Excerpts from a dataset
----
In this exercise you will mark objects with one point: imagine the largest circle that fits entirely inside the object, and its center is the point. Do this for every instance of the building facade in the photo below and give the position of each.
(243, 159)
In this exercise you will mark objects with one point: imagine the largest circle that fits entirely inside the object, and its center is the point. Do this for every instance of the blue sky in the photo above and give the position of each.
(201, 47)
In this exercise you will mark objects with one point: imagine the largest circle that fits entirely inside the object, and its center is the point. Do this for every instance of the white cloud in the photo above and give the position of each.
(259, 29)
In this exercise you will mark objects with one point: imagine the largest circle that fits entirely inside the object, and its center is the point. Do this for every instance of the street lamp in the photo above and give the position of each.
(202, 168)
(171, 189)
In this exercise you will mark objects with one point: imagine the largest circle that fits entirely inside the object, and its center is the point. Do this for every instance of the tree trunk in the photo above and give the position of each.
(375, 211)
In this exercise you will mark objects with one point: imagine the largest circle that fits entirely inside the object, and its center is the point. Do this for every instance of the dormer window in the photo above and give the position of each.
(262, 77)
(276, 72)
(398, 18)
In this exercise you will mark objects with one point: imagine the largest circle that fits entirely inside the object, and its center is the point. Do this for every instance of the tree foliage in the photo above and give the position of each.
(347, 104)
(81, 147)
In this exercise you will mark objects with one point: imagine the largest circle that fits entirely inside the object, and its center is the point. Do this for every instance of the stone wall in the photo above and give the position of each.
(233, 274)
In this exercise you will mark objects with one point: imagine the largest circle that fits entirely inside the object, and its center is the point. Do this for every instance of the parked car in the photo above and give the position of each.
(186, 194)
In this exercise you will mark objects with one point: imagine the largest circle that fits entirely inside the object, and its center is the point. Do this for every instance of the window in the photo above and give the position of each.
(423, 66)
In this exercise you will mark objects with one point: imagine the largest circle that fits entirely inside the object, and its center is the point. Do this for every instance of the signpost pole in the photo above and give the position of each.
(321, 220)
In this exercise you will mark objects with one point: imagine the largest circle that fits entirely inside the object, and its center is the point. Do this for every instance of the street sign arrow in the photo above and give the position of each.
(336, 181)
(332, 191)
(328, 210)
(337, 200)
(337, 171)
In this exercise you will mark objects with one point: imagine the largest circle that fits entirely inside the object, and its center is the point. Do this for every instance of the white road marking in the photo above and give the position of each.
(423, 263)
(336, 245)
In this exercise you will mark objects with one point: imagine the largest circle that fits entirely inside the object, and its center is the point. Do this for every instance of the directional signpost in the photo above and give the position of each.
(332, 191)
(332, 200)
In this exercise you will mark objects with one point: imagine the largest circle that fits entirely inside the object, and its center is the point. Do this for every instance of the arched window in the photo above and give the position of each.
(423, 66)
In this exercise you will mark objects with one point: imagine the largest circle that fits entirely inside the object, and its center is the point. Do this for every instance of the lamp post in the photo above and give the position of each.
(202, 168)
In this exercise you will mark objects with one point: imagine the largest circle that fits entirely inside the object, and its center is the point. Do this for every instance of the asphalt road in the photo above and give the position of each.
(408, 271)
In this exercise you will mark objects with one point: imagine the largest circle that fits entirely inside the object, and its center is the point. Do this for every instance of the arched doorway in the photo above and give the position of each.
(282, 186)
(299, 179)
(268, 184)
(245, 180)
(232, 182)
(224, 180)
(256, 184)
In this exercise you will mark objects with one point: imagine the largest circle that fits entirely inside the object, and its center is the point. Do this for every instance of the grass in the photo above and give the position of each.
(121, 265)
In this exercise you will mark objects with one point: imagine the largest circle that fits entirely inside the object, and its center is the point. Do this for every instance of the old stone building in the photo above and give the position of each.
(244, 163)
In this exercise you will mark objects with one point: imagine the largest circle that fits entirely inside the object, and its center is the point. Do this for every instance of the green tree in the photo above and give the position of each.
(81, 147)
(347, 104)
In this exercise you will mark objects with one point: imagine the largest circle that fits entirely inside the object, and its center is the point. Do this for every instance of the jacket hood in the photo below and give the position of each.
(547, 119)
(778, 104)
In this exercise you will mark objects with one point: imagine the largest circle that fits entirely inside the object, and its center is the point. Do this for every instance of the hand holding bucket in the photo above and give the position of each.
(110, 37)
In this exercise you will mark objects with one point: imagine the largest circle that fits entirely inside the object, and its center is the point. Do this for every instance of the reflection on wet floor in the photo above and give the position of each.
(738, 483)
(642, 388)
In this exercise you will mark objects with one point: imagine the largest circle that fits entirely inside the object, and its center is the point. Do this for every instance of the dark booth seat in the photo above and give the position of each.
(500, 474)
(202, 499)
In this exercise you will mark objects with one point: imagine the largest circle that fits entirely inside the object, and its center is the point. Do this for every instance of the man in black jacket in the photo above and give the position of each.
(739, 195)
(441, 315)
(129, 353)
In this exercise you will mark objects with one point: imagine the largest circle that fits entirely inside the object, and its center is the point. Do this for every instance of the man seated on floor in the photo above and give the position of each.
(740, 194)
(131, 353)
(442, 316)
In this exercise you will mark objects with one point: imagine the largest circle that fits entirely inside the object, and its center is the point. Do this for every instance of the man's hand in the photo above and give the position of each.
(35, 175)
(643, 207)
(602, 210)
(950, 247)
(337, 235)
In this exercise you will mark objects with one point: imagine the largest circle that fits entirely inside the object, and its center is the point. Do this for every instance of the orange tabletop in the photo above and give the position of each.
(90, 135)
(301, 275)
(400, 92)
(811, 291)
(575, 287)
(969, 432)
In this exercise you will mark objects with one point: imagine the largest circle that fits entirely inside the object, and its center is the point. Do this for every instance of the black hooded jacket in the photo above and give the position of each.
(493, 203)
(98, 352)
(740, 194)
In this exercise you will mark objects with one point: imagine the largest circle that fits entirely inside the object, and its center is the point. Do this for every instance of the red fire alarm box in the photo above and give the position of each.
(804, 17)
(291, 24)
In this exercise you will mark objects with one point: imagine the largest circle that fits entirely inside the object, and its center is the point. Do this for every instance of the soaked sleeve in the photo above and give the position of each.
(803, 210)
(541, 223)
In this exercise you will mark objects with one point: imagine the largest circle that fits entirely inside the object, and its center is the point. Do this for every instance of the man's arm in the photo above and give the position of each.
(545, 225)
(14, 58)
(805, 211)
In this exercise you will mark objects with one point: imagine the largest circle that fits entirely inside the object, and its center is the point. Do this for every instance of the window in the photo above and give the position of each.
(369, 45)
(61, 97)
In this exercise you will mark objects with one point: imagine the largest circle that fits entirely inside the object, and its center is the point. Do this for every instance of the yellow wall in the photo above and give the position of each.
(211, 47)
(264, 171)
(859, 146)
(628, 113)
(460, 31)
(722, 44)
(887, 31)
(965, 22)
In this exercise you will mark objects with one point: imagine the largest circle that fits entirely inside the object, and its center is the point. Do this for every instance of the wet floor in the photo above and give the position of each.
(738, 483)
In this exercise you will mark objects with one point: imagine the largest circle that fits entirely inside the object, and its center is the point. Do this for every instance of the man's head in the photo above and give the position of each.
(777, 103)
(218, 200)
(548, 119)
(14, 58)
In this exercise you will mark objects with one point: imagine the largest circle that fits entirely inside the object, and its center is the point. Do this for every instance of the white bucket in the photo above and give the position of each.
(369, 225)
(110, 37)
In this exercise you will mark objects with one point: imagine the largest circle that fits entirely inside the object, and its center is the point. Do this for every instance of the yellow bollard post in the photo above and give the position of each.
----
» GOAL OF THE EXERCISE:
All of the entries must be written out exactly as they stand.

» YOUR SOLUTION:
In this exercise you will mark objects with one point: imagine the largest circle that fits entirely inside the object, and its center is the point. Do this for every instance of the building facade in the photo below and give the position of each.
(243, 159)
In this exercise you will mark objects with one point: imagine the largest circle that fits entirely inside the object, and its center is the point. Do this for every instance of the blue sky in the photo above and give the position of each.
(201, 47)
In this exercise you will mark objects with one point: imagine the largest circle that fits entirely inside the object, and its center is the point. Do this for every instance of the white cloud in the photo above and give the position of each.
(259, 29)
In this exercise you will mark objects with one point: imagine the largest circle that fits entirely inside the object, and its center is the point. Do this for every instance of the street lamp in the photo above and give the position of each.
(202, 168)
(171, 189)
In this exercise you will mark objects with one point: imagine the largest circle that fits entirely inside the object, and its center is the point. Do this for every instance of the tree trunk in the photo above and give the position of each.
(375, 211)
In this exercise you will mark objects with one point: imagine the largest circle that fits entirely inside the object, and its center is the point. Do this for every instance of the dormer window in the photo above and give the position of each.
(262, 77)
(276, 72)
(398, 18)
In this exercise you will mark objects with one point: imagine the largest circle that fits entirely inside the object, and its center is the point. Do this for every instance of the tree foliage in the photo above and give the position of each.
(347, 104)
(81, 147)
In this exercise you will mark objects with one point: imagine the largest circle that fits entirely inside the object, and its center is the point. Do this for every instance of the stone wall in the photo above and give the position of each.
(233, 274)
In this exercise you will mark objects with one point: imagine the largest circle that fits entirely inside the object, and its center is the point. Do this for every instance of the parked car in the photo above and give the position of each.
(186, 194)
In this exercise you will mark objects with one point: imagine the largest circle that fits entirely inside the object, and its center is the point. Do this for every instance of the window in the photo above and give the position of each.
(423, 66)
In this exercise you will mark objects with one point: imagine the largest circle that fits entirely inside the object, and its center is the point. Do this for every instance of the signpost pole in the photo above and give the position of each.
(321, 220)
In this exercise you will mark objects with one point: imagine the largest circle that fits entirely inside the object, and its center is the point. Do this for every instance of the street sign arrow in the photo above and give the position of each.
(336, 181)
(332, 191)
(328, 210)
(337, 200)
(337, 171)
In this exercise you will mark objects with one point: imagine the largest circle that fits entirely inside the object, and its center is the point. Do this for every instance of the white road marking in the photo above and give the position of each.
(423, 263)
(336, 245)
In this exercise you will mark objects with one point: imagine the largest circle that fits entirely inside the object, and its center is the point. Do this for every instance of the directional signpost in the photo above and give the position of each.
(332, 191)
(332, 200)
In this exercise you will mark objects with one point: imagine the largest circle that fits entirely inside the object, and its center is the point. Do this for every instance of the arched window in the photo above and give the position of each.
(423, 66)
In this exercise you will mark objects with one point: imagine the largest circle that fits entirely inside the object, and its center is the point. Do this for every instance of the lamp post in the photo above and give the position of each.
(202, 168)
In this exercise you will mark objects with one point: imagine the largest circle that fits entirely inside the object, and its center is the point. Do this for every instance of the asphalt road in the photo above and give the position of each.
(408, 271)
In this exercise you will mark objects with one point: imagine the largest circle that fits entirely inside the object, and its center is the point. Do this for every instance of the arched doorway in the photo above and give the position of each.
(282, 186)
(299, 179)
(268, 184)
(245, 180)
(232, 182)
(224, 180)
(256, 184)
In this exercise you will mark objects with one point: imagine the largest circle that fits entirely inside the object, and its center is the point. Do this for every instance of the grass in the photo above and give the position of each.
(121, 265)
In this exercise you will mark objects with one point: imagine the largest circle that fits entirely inside the object, and its center is the point. Do this for every instance of the old stone building in the photo above and give the position of each.
(244, 163)
In this exercise you will mark objects with one point: imagine the largest circle that fits entirely inside the object, and its center is the point. Do this for every instance of the green tree in the photo above and give the position of each.
(81, 147)
(347, 104)
In this exercise you will mark objects with one point: imagine the largest circle that fits entirely inside the object, and its center is the point. Do this for every instance of the jacket hood in the photo below and give the position of each.
(547, 119)
(778, 104)
In this exercise you will mark objects with one point: imagine the largest circle that fits entirely inside the object, and its center is the point. Do this for every instance of the hand holding bucket in the photo above and give the position of each.
(110, 37)
In this exercise you will mark objects with one point: imagine the largest circle that fits entirely inside the object, and its center is the point. Do this for every instance of the reflection on wet floor in the photo above and give the position of each.
(738, 483)
(642, 388)
In this exercise you will mark objects with one point: imagine the largest circle that fits entirely inside the object, and its center is the point. Do this for every instance of the dark booth seat in the photo above and give the position of each.
(500, 474)
(202, 499)
In this exercise you will mark objects with one point: imagine the largest circle that fits entirely inside the object, and its center is the point. Do this for every instance of the man in black jacket in the photo above and give the position of each.
(739, 195)
(441, 315)
(129, 353)
In this exercise you will mark objects with one point: imagine the largest circle that fits entirely inside the object, and its center is the point. Do this for every instance of the man seated on floor in the photo above and give the position of each.
(740, 194)
(131, 353)
(442, 316)
In this exercise you will mark objects with one point: imagine the largest circle that fits entirely inside the object, and its center is the point. Do this for every instance of the man's hand in the photo above and give the position of each.
(35, 175)
(643, 207)
(602, 210)
(950, 247)
(337, 235)
In this exercise you will mark objects with one point: imagine the largest circle that fits entirely inside the object, and its center is the point. Do this for every instance of the orange tabletop in the photo above and give the position of each.
(90, 135)
(301, 275)
(400, 92)
(811, 291)
(575, 287)
(969, 432)
In this exercise you will mark objects with one point: imagine the largest circle that fits entirely inside the object, and its center is the point. Do this for every instance of the black hooded jacket in the photo above and give the position of each.
(493, 203)
(98, 352)
(740, 194)
In this exercise you will mark objects with one point: imagine the largest circle that fits entirely inside the object, and its center is the point. Do this for every instance of the red fire alarm box in the photo above and give the position of each.
(804, 17)
(291, 24)
In this exercise you will mark objects with one point: imagine the largest circle that fits entirely inside the object, and its center is the point. Do this for every instance of the soaked sleeve in the photo above and give the position of each.
(803, 210)
(541, 223)
In this exercise you will mark objects with one point: imagine the largest circle that fits entirely inside the object, and its center is the point. Do this for every instance of the man's arm in the photo above and give the position of each.
(545, 225)
(14, 58)
(805, 211)
In this exercise you will mark objects with one point: imagine the largest circle that fits entirely inside the object, and its center is the point. Do this for every instance of the window in the photo above and give the position of each.
(369, 45)
(61, 97)
In this exercise you will mark objects with one point: imagine the largest circle that fits entirely inside the object, and its center is the point. Do this for every instance of the yellow wall in the photo above and give the position of each.
(211, 47)
(264, 171)
(859, 146)
(628, 113)
(460, 31)
(722, 44)
(887, 31)
(965, 22)
In this exercise you will mark objects with one point: imagine the largest circle that fits entirely inside the object, and its center is the point. Do this for every instance of the wet floor in the photo above and give the position of each.
(738, 483)
In this exercise you will mark objects with one point: imagine the largest circle that fits entirely inside the object, and its center is the point. Do this for every instance of the man's head in the photo above and give the position of each.
(777, 103)
(218, 200)
(548, 119)
(14, 58)
In this exercise you will mark objects with one point: imagine the largest circle that fits entirely inside the object, and its center is the point. Do this for every instance of the white bucket in the photo above and give the position of each.
(369, 225)
(110, 37)
In this exercise you will mark objects with one point: imagine the largest circle that fits entirely inside the object, and its center is the point. Do this for every instance of the yellow bollard post in the photo above and give the position of each.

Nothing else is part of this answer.